══ Source information ══

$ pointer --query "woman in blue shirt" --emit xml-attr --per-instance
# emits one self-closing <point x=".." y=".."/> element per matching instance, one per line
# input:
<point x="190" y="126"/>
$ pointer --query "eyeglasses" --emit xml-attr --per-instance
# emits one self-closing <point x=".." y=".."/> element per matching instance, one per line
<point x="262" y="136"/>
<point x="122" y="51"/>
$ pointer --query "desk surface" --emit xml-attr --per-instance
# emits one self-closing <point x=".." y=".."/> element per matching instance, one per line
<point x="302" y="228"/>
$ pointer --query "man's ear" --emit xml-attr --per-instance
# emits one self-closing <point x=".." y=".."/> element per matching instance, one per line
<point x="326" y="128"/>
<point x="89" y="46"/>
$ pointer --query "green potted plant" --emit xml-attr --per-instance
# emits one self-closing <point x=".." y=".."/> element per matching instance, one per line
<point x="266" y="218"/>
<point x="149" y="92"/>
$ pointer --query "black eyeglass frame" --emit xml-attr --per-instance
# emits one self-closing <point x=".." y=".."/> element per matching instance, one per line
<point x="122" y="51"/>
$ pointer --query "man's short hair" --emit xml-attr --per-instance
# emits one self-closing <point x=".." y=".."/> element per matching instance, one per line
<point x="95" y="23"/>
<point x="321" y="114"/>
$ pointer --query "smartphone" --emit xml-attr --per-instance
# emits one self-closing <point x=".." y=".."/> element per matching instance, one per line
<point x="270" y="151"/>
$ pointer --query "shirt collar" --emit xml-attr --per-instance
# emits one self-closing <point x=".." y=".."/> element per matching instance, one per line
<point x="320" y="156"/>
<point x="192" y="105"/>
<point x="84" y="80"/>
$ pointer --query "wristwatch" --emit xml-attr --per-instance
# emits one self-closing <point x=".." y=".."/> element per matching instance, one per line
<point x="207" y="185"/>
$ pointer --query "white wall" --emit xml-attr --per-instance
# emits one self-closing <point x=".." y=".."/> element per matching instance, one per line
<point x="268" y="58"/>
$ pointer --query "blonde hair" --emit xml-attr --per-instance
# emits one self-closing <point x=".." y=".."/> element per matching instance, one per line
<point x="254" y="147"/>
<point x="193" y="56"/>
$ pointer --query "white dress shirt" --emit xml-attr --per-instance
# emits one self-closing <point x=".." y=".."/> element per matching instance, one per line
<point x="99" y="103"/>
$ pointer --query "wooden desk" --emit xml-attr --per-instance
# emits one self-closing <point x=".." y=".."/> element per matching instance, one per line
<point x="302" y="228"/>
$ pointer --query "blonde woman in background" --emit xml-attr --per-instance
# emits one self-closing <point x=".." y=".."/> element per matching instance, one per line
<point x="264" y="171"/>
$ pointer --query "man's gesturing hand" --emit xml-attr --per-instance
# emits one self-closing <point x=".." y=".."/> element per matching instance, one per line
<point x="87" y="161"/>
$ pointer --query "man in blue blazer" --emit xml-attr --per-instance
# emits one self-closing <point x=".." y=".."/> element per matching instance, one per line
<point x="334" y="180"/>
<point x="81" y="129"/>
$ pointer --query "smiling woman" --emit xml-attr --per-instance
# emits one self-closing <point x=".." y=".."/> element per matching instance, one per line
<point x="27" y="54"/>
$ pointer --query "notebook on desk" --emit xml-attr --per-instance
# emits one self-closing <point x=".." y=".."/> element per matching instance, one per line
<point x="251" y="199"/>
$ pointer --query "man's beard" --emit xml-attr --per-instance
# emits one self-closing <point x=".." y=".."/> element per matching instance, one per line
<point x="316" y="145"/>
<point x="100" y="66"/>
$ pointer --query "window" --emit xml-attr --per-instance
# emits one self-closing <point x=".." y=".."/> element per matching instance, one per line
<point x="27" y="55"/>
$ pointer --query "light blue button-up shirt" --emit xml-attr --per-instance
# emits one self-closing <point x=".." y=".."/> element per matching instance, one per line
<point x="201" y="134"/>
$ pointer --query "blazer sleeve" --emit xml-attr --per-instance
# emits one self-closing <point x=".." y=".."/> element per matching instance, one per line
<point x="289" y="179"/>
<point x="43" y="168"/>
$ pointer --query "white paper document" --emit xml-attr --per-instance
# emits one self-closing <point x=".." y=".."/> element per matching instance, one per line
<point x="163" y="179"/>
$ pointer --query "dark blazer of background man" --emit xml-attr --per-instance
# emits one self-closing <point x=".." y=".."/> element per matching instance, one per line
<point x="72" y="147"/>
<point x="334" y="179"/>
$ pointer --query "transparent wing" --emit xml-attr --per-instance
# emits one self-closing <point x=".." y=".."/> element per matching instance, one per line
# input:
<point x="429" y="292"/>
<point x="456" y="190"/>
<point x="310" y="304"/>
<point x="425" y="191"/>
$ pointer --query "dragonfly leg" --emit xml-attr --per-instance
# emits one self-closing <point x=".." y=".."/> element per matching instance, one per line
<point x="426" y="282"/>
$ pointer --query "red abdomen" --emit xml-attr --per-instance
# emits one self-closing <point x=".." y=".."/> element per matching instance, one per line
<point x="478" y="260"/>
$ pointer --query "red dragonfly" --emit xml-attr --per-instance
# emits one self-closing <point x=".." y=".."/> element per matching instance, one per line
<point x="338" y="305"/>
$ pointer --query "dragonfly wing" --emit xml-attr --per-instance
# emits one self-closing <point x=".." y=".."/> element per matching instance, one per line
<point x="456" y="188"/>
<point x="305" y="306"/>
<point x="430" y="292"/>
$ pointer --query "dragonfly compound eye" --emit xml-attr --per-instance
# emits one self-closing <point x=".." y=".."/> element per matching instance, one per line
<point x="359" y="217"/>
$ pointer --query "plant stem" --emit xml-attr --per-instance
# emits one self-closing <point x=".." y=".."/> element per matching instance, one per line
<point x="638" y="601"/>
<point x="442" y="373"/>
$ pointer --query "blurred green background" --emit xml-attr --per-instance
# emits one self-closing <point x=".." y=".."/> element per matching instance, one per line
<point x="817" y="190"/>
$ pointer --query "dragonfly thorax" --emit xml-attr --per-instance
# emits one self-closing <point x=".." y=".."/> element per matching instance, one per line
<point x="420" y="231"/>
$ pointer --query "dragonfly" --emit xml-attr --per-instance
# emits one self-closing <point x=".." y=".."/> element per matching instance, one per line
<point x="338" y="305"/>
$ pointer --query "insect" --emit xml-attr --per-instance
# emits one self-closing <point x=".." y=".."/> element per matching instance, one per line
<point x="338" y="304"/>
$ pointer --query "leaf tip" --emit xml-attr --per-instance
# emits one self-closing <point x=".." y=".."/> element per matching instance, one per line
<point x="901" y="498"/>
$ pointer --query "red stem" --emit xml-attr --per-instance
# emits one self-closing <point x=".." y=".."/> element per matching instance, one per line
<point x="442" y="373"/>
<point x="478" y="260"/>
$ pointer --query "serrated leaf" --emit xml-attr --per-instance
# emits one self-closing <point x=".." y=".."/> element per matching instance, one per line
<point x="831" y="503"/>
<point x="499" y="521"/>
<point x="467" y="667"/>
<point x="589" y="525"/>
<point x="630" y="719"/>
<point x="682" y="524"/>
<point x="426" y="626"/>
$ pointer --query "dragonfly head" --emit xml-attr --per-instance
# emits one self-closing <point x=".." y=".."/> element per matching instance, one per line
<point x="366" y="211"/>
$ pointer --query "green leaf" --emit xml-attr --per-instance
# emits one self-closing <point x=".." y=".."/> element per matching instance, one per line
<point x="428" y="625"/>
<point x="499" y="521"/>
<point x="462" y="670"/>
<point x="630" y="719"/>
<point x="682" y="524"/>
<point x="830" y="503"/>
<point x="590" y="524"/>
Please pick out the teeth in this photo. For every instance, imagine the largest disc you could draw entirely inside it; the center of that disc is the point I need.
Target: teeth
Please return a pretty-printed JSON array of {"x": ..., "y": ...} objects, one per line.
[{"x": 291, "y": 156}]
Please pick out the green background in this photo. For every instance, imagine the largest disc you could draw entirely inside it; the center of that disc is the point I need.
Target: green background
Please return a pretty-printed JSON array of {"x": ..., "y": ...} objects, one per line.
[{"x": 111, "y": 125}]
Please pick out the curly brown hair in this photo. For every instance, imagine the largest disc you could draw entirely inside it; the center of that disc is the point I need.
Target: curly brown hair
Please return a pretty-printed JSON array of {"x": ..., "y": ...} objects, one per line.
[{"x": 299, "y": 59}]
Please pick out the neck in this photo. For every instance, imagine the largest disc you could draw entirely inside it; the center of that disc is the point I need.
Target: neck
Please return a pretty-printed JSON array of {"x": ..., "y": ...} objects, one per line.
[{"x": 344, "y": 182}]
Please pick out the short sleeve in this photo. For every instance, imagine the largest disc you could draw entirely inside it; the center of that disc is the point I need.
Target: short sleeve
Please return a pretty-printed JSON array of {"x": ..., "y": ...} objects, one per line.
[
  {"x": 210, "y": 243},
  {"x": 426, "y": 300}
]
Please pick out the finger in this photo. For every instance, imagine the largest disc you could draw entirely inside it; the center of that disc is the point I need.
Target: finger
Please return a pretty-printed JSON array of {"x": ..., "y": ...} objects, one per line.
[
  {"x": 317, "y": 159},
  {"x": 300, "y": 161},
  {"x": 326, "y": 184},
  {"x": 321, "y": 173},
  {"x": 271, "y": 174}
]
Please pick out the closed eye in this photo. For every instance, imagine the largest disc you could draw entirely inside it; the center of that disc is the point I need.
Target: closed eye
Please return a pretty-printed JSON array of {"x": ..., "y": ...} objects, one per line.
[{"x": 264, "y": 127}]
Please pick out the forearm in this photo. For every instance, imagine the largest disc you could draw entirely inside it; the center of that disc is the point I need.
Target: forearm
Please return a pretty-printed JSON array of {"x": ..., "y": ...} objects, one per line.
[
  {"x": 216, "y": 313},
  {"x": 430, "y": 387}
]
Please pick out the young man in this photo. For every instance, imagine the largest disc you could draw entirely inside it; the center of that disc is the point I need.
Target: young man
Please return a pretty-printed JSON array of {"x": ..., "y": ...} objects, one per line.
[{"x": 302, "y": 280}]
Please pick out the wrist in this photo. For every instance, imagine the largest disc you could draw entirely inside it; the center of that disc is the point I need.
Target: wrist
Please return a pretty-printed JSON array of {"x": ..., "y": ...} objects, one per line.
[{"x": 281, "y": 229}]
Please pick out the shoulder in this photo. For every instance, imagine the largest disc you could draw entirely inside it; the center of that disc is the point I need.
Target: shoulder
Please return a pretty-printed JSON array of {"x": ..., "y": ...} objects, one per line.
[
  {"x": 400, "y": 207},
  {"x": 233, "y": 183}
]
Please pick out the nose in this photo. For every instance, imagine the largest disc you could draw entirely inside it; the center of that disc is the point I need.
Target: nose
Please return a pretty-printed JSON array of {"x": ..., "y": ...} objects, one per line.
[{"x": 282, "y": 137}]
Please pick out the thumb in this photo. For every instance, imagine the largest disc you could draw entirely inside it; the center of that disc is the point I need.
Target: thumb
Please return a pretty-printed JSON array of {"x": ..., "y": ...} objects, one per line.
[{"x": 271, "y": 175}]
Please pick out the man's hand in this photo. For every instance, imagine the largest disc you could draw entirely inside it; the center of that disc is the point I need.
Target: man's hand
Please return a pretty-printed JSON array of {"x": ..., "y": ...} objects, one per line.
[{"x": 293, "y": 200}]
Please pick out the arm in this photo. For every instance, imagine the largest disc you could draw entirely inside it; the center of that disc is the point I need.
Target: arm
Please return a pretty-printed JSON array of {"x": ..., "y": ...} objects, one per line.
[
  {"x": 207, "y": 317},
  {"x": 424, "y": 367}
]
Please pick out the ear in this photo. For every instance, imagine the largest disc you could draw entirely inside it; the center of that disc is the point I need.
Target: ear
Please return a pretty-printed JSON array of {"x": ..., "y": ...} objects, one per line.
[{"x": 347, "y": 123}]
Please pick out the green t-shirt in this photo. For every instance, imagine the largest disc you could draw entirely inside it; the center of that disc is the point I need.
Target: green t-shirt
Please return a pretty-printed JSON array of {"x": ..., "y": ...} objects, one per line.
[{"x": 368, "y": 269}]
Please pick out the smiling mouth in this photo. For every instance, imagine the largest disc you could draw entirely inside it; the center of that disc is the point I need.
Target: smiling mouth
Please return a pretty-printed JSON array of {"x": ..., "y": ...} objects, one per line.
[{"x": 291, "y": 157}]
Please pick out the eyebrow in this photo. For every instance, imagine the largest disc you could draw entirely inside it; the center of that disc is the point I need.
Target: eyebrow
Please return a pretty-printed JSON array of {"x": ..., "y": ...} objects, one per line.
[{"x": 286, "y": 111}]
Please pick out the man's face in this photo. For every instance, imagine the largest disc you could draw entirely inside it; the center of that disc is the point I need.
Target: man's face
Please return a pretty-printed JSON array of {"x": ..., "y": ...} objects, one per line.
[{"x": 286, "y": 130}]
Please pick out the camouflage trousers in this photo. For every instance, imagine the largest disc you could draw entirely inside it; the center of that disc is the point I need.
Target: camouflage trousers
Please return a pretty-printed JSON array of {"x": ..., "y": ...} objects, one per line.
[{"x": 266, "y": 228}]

═══

• What you should do: Each line above that contains "hand" must be copied out.

• Task answer:
$ pointer --query "man's gesturing hand" --emit xml-attr --per-instance
Please pick out the man's hand in this photo. For every instance, imagine the largest disc you could draw entirely inside it; the center of that disc is the point I need.
Target: man's hand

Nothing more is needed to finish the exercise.